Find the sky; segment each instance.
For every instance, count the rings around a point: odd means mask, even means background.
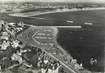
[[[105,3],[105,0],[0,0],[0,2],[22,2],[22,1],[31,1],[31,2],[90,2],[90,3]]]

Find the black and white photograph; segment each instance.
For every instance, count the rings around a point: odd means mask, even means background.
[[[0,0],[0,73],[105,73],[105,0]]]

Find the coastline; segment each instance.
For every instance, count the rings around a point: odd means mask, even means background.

...

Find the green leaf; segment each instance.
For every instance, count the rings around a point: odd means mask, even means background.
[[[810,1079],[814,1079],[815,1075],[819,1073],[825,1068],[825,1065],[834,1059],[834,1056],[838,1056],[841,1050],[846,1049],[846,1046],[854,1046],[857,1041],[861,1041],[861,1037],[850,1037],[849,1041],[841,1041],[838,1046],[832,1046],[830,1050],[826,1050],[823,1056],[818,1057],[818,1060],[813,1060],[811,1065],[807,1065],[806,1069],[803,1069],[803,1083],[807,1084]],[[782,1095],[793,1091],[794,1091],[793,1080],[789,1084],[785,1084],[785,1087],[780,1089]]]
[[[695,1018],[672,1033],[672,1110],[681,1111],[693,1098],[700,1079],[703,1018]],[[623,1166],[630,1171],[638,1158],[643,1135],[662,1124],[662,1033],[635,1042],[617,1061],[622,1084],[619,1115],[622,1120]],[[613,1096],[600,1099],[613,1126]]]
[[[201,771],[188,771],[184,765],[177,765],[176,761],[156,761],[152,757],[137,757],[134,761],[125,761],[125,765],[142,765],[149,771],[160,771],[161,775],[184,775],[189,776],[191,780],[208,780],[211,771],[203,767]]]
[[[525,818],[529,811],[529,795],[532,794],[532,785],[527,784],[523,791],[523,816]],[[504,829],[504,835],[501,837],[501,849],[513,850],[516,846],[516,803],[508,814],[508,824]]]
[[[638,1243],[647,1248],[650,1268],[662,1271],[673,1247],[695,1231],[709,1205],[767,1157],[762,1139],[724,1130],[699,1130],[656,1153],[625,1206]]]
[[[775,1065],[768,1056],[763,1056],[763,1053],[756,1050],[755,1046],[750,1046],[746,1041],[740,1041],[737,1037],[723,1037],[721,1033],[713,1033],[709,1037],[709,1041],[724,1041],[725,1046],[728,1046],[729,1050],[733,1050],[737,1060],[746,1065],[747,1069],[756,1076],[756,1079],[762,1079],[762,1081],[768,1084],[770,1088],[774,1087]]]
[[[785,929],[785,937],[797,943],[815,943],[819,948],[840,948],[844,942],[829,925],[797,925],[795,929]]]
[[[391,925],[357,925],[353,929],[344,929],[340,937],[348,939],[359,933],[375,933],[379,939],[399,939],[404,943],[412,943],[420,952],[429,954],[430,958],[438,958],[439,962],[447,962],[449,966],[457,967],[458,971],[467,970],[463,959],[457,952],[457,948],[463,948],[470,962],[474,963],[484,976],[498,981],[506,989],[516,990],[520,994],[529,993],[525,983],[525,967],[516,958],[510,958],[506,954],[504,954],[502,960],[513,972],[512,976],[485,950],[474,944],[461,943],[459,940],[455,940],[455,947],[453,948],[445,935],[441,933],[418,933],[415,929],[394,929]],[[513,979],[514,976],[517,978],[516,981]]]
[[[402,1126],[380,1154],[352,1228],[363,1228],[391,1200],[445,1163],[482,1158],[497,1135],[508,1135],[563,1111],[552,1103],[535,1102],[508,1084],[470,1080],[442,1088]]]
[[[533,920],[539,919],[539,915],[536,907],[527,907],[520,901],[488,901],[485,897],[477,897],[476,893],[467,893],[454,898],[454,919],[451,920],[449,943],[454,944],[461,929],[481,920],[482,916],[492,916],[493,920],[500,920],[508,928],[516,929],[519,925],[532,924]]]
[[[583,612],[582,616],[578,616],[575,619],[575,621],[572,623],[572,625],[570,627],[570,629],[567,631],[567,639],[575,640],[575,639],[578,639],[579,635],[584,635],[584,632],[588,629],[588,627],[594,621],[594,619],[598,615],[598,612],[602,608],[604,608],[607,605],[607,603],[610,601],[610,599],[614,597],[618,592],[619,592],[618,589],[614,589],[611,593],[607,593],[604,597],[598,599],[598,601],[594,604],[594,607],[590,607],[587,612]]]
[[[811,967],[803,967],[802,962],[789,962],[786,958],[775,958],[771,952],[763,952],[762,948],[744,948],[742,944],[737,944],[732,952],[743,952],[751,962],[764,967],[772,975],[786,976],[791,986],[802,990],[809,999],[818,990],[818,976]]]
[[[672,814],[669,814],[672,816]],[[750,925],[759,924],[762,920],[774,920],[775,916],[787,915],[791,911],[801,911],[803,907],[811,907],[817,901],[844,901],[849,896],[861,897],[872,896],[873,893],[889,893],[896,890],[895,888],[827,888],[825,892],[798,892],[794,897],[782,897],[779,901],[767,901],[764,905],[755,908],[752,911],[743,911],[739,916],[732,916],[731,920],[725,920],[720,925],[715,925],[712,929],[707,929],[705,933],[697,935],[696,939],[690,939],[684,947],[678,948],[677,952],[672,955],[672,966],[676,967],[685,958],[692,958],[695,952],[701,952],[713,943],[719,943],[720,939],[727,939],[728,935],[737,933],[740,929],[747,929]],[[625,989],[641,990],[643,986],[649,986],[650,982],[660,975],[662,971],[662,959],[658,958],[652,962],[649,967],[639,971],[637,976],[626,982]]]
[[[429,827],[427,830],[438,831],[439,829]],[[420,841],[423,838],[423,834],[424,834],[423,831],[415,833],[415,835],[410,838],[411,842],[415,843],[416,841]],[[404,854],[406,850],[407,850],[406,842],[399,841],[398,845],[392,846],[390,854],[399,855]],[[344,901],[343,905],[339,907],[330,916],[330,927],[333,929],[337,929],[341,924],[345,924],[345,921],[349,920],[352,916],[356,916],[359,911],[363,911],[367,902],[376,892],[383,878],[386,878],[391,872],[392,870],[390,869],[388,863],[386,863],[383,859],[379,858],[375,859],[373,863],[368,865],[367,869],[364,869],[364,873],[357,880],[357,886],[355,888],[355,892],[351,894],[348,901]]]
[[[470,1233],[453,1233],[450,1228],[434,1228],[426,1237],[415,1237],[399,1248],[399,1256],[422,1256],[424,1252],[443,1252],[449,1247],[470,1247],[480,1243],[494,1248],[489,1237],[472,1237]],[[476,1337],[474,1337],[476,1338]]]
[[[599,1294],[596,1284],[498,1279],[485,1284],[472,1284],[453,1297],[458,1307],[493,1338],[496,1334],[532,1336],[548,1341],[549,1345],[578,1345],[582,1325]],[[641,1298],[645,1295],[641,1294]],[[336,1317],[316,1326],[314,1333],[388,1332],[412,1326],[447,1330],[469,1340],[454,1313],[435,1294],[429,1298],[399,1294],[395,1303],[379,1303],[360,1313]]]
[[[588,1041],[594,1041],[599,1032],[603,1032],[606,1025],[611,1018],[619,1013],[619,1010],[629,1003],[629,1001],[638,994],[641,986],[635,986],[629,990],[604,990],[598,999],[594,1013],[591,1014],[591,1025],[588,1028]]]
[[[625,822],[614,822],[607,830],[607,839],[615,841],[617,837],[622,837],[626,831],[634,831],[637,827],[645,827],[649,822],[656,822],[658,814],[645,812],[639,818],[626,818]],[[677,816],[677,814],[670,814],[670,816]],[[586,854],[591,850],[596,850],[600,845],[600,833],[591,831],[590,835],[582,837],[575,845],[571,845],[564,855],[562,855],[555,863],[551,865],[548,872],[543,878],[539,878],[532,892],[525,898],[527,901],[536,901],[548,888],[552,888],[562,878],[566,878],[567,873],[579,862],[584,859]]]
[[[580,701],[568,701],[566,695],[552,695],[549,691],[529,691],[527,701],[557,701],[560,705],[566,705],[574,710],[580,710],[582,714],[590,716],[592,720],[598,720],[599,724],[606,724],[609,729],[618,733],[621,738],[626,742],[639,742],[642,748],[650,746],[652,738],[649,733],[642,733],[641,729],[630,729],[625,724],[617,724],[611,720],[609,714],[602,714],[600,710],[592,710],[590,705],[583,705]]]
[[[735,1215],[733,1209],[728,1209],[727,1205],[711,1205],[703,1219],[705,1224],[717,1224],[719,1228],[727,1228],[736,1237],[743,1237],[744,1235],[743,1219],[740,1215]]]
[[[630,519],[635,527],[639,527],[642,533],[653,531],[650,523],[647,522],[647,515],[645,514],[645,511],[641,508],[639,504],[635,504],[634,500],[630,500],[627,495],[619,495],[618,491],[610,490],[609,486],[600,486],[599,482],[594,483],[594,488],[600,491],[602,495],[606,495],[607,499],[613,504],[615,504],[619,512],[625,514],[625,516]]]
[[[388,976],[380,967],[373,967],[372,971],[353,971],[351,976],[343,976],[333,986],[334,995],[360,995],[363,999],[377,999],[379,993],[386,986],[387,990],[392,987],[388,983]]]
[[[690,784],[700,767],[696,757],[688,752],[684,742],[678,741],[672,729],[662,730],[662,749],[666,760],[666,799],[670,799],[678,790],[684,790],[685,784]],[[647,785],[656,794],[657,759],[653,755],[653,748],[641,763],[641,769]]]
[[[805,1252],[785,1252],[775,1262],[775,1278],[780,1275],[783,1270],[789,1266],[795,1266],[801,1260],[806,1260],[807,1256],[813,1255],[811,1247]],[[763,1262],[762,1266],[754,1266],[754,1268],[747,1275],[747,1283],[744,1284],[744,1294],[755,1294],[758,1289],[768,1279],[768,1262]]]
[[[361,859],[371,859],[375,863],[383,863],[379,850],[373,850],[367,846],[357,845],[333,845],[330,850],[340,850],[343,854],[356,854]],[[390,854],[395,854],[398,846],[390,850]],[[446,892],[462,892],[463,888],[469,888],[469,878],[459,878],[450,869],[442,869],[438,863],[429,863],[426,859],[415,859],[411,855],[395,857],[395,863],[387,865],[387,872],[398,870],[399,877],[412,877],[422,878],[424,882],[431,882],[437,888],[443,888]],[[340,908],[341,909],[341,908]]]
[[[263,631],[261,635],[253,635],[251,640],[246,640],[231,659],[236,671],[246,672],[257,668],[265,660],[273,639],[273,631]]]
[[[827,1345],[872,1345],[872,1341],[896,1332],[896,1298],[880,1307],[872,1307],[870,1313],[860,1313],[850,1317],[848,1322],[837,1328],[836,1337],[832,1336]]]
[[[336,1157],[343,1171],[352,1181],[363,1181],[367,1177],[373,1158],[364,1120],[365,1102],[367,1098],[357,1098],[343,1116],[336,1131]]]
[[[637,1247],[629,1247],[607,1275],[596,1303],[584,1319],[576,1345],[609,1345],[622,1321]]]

## WHAT THE EXERCISE ASKS
How many lines in the rows above contain the string "each"? Treat uppercase and lowercase as different, and reply with the number alone.

## RESULT
4